_SUPPLIED TEXT_.
Question

In the following figure, if chords AB and CD are equal to 6 cm, then the distances of the chords from the centre of the circle of radius 5 cm are ___ and ___ respectively.

• A. 4 cm, 4 cm
• B. 8 cm, 4 cm
• C. 4 cm, 8 cm
• D. 8 cm, 8 cm

Answer 1

The correct option is A

4 cm, 4 cm

Given that chords AB and CD are equal to 6 cm.
Draw perpendiculars from the centre of the circle to these chords.
We know the property that the perpendicular drawn from the centre of a circle to the chord bisects the chord.
$\therefore AE=BE=DF=CF=\frac{6}{2}=3cm.$

Considering $△OEB$ and $△OFD,$ we have
OB=OD, (Radii of the same circle)

$\angle OEB=\angle OFD={90}^{\circ }$

BE=DF.

$\text{Thus, by RHS criterion,}△OEB\cong △OFD.$

$⟹OE=OF$ (By C.P.C.T.)
But, using Pythagoras' theorem in $△OEB,$ we have
$O{E}^2+B{E}^2=O{B}^2.$
$⟹O{E}^2+3^2=5^2⟹OE=4cm$
Thus, $OE=OF=4cm.$

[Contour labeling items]
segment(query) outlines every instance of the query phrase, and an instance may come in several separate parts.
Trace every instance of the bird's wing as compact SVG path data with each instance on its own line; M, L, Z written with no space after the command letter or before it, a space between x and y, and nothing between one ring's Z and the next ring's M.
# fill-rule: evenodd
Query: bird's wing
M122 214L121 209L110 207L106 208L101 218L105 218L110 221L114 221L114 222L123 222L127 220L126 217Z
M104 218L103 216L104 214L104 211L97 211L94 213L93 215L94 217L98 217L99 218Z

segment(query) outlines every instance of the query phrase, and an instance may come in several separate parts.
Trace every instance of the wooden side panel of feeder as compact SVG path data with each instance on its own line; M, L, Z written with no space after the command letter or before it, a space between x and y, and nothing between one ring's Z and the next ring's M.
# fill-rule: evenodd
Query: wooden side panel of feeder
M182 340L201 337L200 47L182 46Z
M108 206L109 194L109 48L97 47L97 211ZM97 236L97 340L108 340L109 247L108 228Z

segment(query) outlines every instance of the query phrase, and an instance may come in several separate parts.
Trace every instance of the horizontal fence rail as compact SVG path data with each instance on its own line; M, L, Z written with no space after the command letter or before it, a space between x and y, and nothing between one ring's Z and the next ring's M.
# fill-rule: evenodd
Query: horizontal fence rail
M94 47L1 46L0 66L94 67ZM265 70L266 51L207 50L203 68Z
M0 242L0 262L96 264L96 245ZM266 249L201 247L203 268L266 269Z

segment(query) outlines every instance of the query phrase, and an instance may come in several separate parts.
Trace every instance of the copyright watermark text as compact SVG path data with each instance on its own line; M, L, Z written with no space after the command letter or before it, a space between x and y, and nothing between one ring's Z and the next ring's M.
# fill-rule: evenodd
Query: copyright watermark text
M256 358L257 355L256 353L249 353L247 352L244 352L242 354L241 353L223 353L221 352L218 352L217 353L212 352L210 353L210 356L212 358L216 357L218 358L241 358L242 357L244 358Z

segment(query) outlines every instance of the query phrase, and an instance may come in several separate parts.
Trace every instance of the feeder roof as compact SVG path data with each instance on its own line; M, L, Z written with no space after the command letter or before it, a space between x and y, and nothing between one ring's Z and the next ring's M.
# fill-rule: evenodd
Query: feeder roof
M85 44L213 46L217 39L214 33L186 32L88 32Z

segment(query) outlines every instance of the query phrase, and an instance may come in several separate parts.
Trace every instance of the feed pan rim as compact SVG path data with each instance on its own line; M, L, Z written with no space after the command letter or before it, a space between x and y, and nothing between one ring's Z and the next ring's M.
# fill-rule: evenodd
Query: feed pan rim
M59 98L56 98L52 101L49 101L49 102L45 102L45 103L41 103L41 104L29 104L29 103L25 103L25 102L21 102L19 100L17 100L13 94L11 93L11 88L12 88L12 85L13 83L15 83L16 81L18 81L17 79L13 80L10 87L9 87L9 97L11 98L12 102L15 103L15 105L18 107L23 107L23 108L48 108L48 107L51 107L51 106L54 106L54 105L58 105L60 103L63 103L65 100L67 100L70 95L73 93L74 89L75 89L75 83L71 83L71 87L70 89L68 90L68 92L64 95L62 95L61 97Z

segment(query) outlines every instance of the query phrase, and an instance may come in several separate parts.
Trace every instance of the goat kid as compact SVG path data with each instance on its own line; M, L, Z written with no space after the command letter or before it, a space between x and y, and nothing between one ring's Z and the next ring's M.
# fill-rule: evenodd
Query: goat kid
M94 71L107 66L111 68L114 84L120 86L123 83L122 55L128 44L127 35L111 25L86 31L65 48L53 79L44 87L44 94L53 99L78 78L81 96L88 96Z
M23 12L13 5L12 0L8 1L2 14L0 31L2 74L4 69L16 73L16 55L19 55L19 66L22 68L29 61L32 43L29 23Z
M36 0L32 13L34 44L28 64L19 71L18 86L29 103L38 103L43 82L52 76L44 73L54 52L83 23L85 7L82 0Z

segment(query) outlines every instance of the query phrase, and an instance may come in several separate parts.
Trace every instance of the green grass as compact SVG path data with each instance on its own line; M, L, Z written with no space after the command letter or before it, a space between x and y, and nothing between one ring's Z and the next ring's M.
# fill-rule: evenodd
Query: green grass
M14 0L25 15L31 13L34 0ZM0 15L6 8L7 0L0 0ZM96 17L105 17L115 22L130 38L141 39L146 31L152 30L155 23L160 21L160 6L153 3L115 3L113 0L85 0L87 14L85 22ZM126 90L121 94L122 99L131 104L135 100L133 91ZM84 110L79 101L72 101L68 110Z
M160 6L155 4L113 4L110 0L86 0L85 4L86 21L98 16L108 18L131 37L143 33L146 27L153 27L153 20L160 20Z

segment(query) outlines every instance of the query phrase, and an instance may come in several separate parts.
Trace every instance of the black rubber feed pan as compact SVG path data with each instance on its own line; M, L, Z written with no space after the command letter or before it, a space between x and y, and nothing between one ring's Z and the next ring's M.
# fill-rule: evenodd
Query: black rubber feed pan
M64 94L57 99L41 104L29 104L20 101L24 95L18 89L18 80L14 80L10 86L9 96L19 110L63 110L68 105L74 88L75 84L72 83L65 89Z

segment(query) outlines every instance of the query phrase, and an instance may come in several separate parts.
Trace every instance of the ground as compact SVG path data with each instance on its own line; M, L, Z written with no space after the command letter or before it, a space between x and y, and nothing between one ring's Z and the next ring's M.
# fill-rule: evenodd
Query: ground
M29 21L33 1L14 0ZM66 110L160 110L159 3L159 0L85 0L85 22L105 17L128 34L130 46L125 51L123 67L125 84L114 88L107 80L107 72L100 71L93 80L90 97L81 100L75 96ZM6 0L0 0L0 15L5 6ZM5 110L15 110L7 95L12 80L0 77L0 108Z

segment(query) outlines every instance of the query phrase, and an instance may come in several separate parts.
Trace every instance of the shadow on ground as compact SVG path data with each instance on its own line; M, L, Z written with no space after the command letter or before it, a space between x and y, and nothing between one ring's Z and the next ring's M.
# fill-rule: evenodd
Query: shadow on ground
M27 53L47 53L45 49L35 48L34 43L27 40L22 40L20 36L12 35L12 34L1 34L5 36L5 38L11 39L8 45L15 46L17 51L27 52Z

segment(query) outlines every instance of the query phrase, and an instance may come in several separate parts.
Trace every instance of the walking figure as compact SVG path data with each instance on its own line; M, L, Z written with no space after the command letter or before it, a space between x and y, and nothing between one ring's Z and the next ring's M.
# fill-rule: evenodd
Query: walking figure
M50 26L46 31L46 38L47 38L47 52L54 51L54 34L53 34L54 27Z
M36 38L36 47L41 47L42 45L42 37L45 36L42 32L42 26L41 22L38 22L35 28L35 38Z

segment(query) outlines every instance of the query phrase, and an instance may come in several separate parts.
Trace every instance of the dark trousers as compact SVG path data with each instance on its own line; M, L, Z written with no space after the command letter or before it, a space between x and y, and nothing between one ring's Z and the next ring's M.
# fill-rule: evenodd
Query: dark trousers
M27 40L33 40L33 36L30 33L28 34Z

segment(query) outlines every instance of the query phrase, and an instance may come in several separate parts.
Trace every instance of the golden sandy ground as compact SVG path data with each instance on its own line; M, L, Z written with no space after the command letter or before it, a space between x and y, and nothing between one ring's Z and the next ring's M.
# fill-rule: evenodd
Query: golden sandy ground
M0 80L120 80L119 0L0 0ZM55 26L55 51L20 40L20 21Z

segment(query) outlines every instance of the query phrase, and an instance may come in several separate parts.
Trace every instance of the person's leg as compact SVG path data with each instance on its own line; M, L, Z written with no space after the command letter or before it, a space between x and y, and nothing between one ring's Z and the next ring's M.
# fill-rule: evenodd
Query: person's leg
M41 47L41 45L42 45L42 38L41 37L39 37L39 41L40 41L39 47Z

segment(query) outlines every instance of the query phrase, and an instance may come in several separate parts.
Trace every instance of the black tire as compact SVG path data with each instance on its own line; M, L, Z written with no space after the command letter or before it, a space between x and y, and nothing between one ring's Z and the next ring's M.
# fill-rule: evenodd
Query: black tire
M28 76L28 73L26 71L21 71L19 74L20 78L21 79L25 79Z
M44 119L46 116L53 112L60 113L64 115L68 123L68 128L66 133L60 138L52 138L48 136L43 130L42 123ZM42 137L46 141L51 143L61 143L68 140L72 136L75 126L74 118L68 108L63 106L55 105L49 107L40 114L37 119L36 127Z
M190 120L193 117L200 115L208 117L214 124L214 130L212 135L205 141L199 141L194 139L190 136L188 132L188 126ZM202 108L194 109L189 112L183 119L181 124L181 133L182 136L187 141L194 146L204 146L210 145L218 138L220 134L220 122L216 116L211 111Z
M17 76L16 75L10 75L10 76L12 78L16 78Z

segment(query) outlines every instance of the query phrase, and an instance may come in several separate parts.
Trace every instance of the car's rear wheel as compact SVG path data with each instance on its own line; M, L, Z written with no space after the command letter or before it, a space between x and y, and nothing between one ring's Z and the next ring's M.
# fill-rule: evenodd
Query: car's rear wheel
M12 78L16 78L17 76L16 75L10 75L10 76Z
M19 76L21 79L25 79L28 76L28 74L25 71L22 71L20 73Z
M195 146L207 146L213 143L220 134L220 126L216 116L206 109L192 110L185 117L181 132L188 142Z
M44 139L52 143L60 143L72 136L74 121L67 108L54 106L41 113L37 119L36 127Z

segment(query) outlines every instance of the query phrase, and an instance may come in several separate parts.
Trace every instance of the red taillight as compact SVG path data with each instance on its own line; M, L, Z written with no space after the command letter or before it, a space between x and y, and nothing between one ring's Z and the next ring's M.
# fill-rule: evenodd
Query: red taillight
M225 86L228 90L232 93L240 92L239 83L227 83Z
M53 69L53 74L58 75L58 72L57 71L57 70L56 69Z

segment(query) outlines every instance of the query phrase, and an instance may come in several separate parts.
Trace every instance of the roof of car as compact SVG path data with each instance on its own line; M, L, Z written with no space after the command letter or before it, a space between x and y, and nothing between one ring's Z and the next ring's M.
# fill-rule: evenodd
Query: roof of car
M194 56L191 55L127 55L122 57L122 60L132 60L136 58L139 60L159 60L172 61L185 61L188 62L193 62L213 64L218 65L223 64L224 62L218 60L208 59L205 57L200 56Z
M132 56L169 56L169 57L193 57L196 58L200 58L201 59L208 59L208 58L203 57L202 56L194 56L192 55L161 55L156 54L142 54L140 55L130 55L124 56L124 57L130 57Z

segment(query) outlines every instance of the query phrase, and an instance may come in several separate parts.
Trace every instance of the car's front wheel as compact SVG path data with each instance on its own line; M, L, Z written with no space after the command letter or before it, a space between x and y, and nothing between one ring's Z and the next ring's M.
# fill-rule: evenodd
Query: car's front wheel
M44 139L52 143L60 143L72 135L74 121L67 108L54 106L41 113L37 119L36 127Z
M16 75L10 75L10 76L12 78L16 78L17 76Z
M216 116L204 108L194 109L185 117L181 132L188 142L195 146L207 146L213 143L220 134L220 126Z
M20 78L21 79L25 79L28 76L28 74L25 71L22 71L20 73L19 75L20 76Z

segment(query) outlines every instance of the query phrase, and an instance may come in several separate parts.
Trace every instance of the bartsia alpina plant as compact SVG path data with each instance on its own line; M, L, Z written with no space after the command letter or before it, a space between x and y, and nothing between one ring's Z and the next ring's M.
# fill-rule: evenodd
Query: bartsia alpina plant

_TASKS TO COMPLETE_.
1. Do these statements agree with the geometry solution? For each one, answer yes or no and quote the words of the geometry solution that decide it. (a) Chords AB and CD each measure 6 cm. (b) The circle has a radius of 8 cm. (c) A perpendicular drawn from the center of a circle to a chord bisects that chord.
2. Please rewrite the records from their first line through the line that contains "Trace every instance of the bird's", swapping "instance" for "occurrence" and leaving everything else unchanged.

_ANSWERS GIVEN_.
1.
(a) Yes: "chords AB and CD are equal to 6 cm"
(b) No: "the circle of radius 5 cm"
(c) Yes: "the perpendicular drawn from the centre of a circle to the chord bisects the chord"

2.
segment(query) outlines every occurrence of the query phrase, and an occurrence may come in several separate parts.
Trace every occurrence of the bird's wing as compact SVG path data with each occurrence on its own line; M, L, Z written with no space after the command letter or before it, a space between x and y, and nothing between one ring's Z and the next ring's M.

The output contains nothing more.